Excerpts from point annotation data:
++++++

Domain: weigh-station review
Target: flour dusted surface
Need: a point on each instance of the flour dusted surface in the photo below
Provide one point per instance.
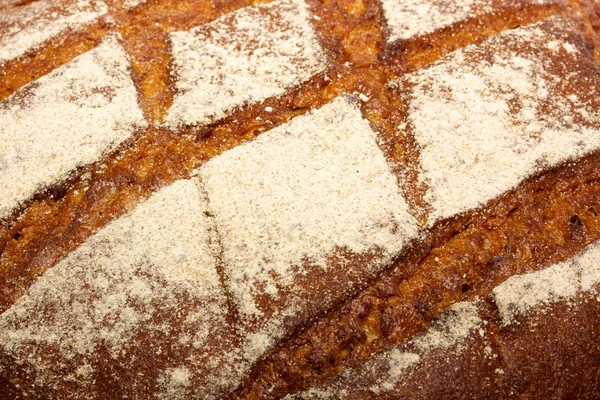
(25, 28)
(560, 282)
(64, 120)
(411, 18)
(122, 287)
(289, 201)
(488, 116)
(242, 58)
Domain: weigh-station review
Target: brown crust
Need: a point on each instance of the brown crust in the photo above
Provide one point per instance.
(547, 219)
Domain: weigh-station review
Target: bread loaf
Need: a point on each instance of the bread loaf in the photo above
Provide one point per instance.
(299, 199)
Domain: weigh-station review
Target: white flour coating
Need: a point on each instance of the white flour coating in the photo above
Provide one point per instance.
(410, 18)
(561, 282)
(25, 28)
(242, 58)
(478, 116)
(297, 194)
(381, 375)
(153, 261)
(64, 120)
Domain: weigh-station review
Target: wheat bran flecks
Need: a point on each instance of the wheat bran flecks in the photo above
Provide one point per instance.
(25, 28)
(561, 282)
(383, 375)
(242, 58)
(412, 18)
(490, 115)
(64, 120)
(289, 201)
(145, 283)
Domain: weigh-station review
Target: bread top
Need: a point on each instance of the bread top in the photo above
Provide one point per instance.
(231, 200)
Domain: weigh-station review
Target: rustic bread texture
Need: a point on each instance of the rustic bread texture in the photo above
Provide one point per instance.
(302, 199)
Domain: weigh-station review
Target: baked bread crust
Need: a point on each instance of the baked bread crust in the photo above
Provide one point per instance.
(348, 301)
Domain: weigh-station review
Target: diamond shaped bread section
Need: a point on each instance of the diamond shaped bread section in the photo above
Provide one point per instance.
(305, 212)
(64, 120)
(139, 304)
(25, 28)
(488, 116)
(407, 19)
(242, 58)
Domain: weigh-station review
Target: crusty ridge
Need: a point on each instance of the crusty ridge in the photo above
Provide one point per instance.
(350, 79)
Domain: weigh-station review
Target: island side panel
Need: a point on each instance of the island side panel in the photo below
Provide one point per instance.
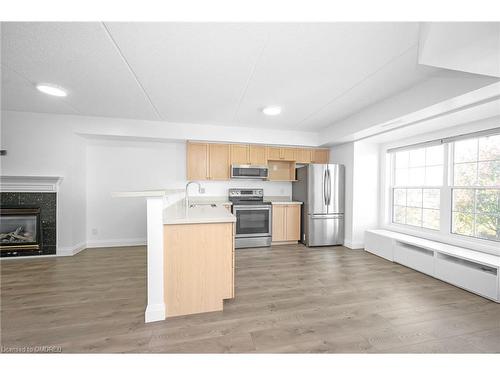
(198, 264)
(155, 309)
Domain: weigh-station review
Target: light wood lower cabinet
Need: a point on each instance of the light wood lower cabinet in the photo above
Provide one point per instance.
(286, 222)
(198, 267)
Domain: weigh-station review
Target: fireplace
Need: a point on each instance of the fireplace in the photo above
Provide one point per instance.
(20, 229)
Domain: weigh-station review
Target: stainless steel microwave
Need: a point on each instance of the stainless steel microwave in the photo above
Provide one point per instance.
(246, 171)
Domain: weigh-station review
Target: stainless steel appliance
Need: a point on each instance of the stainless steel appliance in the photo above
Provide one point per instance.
(253, 218)
(246, 171)
(321, 188)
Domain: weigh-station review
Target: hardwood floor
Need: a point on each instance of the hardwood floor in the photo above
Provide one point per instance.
(288, 299)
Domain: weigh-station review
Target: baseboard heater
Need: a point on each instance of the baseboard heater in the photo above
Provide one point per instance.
(468, 269)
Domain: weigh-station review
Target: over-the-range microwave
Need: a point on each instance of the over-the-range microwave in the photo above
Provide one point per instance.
(246, 171)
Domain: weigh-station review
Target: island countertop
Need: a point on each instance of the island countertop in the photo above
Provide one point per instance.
(178, 213)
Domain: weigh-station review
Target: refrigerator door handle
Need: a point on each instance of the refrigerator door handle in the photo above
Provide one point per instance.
(325, 197)
(329, 187)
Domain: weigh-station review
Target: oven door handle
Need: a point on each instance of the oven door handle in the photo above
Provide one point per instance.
(236, 208)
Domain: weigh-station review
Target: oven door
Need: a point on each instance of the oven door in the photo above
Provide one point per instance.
(253, 221)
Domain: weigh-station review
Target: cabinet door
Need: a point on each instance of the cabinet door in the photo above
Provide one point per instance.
(197, 161)
(273, 153)
(293, 222)
(279, 222)
(288, 153)
(239, 154)
(321, 156)
(303, 155)
(219, 161)
(258, 155)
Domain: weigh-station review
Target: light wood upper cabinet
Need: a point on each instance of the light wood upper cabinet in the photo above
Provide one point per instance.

++++++

> [What to do]: Pull out every line of the entries above that contains the string "shaped", treating uppercase and lowercase letters as different.

> [Output]:
Target: diamond shaped bread section
Need: a point on each instance of the diamond shaped bread section in the photo above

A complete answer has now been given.